By Sid Schwab / Herald columnist
There was a time when it was impossible to believe elected Republicans would deliberately damage the country and its residents for political gain. After all, how could such a thing be considered a positive? Well, it’s come to the point that it’s really the only explanation for what they’re doing. And not doing.
In Congress and in state houses around the land, Republicans are making sure Americans will continue to get sick from the pandemic, and are planning to run for reelection on it. Ban mandates. Shut the government down to make it happen. They’re saying so, openly (Politico: tinyurl.com/shutgov4u).
As there remain millions of people refusing to be vaccinated, even as their anti-vax “influencers” make deathbed repentance and call for vaccination before dying of the virus, Republican leaders see a perfect constituency. (It’s possible followers only of right-wing media haven’t even heard of those prominent deaths.) Latest example: Having pushed to end unemployment benefits in the now-discredited belief that it would stimulate a return to employment, suddenly they’re all for extending those benefits, but only to those who quit their jobs rather than be vaccinated. “We’re here for you, anti-vax conspiracists and QAnoners. Refusers to be microchipped and magnetized. Remember us, if you’re still alive, on election day. Let’s go, Brandon.”
The logic must be that they count on their in-pocket media to make sure voters only note that, say, the pandemic is continuing, or that the economy is struggling in some areas. Memories are short and facts in short supply on the dark side. So if the pandemic rages on, or help for the economically impacted vanishes, it can only be the fault of President Biden and Democrats. The message will resonate through the airwaves, online, and be force-fed through one-channel TVs. By next election, memories of Republican blockages and refusals, if they once noticed, will vanish like Greenland’s glaciers.
That has to be it: We can do or not do anything we want, they must think, and, like those memory-wipey thingies Will Smith and Tommy Lee Jones used in “Men in Black,” our voters won’t remember a thing. We can count on Trump, if for nothing else, to keep whipping the anger; and we know Tucker, Sean, Laura, et coven, will, too.
How else to explain ongoing Republican attacks on vaccine and mask mandates? Freedom? Choice? Yeah, right. Ask Chief Justice John Roberts about that. No, it can’t be about standing up to tyranny. If that were a Republican virtue, Trump would have been gone with the first impeachment. By now, as numbers of covid cases continue to rise in mainly red states while falling here, it’s clear that seeing their constituents fall ill or die doesn’t bother them. Long as they believe they can make a case come November.

DIRECTIONS.
1/ From the column on Republicans and the pandemic, pull out everything from "By Sid Schwab" down to "And not doing.".
2/ Continue the column on Republicans and the pandemic, starting right after its last sentence.

Natural-language object grounding data:

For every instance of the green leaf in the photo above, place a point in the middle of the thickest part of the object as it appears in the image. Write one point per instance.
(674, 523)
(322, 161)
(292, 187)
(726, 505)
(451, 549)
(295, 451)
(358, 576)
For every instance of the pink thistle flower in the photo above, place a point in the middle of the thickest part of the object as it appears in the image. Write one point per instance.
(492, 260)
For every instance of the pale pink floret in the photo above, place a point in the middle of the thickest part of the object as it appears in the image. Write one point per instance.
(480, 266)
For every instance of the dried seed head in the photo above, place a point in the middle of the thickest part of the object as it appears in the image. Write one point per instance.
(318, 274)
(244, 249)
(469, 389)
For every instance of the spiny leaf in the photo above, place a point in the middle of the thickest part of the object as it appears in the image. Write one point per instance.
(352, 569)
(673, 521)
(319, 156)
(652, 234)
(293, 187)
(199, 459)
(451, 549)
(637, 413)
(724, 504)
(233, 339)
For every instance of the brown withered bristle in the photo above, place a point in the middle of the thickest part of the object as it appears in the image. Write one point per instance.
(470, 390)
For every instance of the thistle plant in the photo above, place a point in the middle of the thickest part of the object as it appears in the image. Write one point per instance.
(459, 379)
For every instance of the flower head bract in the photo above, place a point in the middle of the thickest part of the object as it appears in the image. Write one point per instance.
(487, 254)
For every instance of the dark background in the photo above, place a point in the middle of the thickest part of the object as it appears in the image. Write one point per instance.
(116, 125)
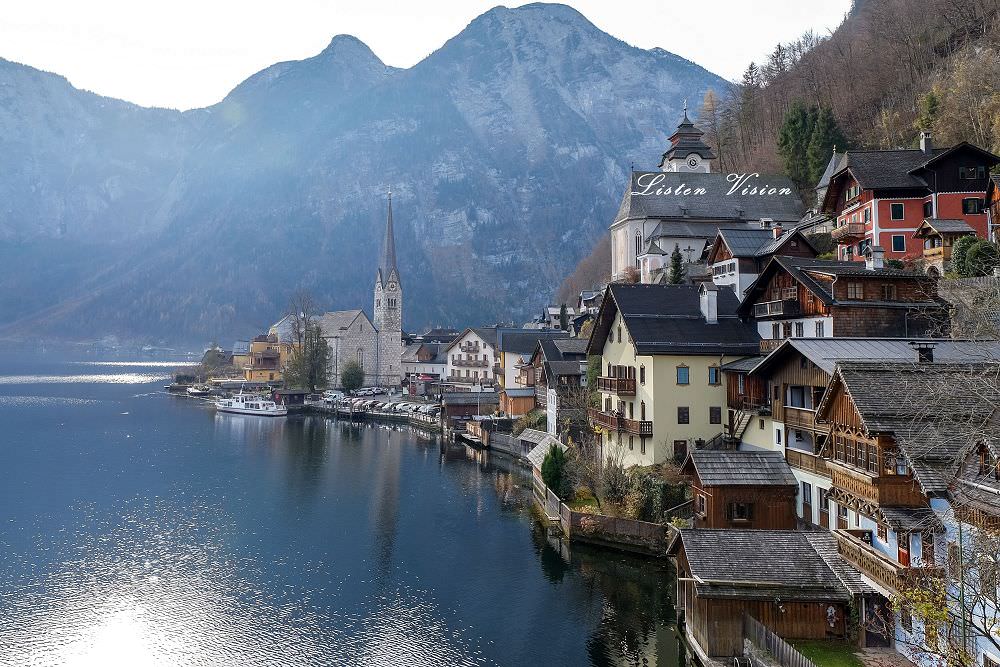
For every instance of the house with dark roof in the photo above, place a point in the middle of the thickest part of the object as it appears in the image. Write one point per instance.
(685, 204)
(661, 349)
(741, 489)
(799, 297)
(737, 256)
(792, 582)
(880, 197)
(899, 435)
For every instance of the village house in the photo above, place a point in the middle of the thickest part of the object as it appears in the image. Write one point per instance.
(737, 256)
(898, 434)
(880, 197)
(806, 297)
(662, 348)
(741, 489)
(685, 205)
(792, 582)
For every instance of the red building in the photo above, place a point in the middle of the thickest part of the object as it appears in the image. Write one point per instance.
(880, 198)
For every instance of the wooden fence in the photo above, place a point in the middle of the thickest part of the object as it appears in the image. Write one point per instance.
(784, 653)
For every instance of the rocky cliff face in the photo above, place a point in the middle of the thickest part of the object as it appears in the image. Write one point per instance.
(506, 151)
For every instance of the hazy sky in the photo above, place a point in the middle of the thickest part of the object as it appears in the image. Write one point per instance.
(190, 53)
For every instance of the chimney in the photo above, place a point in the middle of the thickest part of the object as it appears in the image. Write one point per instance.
(874, 258)
(924, 350)
(708, 296)
(926, 146)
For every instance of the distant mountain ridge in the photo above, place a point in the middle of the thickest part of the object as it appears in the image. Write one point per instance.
(506, 151)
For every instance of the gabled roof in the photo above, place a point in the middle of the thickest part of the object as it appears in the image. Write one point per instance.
(935, 412)
(764, 565)
(712, 197)
(806, 270)
(667, 319)
(739, 468)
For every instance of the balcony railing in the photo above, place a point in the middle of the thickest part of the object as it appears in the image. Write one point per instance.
(620, 386)
(779, 308)
(471, 363)
(615, 423)
(806, 461)
(855, 546)
(850, 230)
(890, 490)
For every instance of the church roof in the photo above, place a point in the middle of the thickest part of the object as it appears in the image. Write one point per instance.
(719, 198)
(387, 260)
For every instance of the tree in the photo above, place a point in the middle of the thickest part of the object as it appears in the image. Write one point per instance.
(825, 137)
(554, 470)
(981, 258)
(959, 252)
(309, 357)
(352, 377)
(676, 275)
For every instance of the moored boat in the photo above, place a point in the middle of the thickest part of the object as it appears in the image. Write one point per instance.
(251, 404)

ANSWERS PROVIDED.
1/
By Sid Schwab / Herald columnist
There was a time when it was impossible to believe elected Republicans would deliberately damage the country and its residents for political gain. After all, how could such a thing be considered a positive? Well, it’s come to the point that it’s really the only explanation for what they’re doing. And not doing.

2/
In a rational world, of course, there’d be no case. But it’s also obvious that rationality has left that party like Trump left his first two wives. After all, it’s a party in which a celebrity quack like Dr. Oz thinks he can become a U.S. senator. From a state in which he doesn’t live!
Perhaps he’d get laughed out of the Keystone State. But Rep. Lauren Boebert hasn’t been laughed out of Colorado, nor Rep. Marjorie Taylor Greene out of Georgia. Gaetz. Jordan. Cawthorn. People who haven’t passed, much less offered any serious legislation. People who only slur and fan hatred for colleagues on the other side. But they get elected, and that’s the thing. In their districts and states, voters love it. As long as they slander and “stick it to the libs,” they don’t care if nothing gets done on their behalf. In the case of Boebert, that’s despite the Denver Post’s outraged editorial. (Denver Post: tinyurl.com/sorry4u)
She, for those who missed it, suggested to an appreciative, cheering audience, that Rep. Ilhan Omar, D-Minn., could be a terrorist. Said she (Omar) doesn’t represent the America in which she (Boebert) is raising her children. There’s a certain irony in that, you may notice.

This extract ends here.